WHAT IS REQUIRED: Write out, exactly as they stand, the line containing "In this photo, where can the wooden boardwalk" and all subsequent lines up to and including the final line of the records.

[Data entries]
::::::
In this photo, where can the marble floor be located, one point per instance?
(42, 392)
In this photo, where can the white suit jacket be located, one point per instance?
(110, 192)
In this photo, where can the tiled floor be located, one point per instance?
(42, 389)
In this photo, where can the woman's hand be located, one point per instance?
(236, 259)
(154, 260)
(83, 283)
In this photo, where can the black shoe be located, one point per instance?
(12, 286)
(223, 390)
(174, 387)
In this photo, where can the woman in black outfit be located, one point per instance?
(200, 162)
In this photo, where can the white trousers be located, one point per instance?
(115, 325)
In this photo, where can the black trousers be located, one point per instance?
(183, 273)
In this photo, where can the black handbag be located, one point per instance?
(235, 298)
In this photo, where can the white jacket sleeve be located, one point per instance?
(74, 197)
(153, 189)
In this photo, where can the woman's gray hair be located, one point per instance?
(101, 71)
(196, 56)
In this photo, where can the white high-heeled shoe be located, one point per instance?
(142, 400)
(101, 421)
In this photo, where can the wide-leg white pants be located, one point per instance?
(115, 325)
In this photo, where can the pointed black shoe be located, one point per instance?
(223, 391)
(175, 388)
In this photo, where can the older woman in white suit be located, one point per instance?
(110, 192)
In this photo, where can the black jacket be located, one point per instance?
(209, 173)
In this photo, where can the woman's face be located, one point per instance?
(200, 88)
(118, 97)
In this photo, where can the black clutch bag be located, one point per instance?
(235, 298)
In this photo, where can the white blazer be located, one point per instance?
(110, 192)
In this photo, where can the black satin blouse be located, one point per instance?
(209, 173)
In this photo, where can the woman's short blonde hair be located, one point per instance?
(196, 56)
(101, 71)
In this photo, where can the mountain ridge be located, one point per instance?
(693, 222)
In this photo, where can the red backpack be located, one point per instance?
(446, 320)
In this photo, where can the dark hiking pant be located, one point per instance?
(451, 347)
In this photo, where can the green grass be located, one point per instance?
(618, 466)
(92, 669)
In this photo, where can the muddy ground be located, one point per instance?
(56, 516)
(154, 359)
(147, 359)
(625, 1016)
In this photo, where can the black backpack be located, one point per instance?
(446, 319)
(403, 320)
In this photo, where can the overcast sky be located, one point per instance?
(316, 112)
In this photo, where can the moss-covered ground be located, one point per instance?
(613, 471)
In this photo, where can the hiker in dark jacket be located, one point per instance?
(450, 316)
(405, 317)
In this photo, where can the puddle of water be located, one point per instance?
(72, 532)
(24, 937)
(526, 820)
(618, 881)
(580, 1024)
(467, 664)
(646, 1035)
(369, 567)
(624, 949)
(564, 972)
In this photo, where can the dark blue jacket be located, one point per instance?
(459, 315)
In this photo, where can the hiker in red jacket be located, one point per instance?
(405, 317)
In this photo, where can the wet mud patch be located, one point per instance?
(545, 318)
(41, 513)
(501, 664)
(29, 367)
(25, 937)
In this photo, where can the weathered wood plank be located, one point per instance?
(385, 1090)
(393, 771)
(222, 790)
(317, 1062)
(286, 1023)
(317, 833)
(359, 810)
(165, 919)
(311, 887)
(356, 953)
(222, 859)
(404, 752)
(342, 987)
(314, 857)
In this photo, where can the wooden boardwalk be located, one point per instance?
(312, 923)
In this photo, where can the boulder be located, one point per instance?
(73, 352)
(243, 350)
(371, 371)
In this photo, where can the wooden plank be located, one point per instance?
::::::
ANSWER FOR THE TASK:
In this photo, where can the wooden boardwalk be located, one point per instance?
(312, 923)
In this photo, where can the boulder be located, one point per instance?
(73, 352)
(243, 350)
(371, 371)
In this photo, where can the wooden plank be located, one point per instance?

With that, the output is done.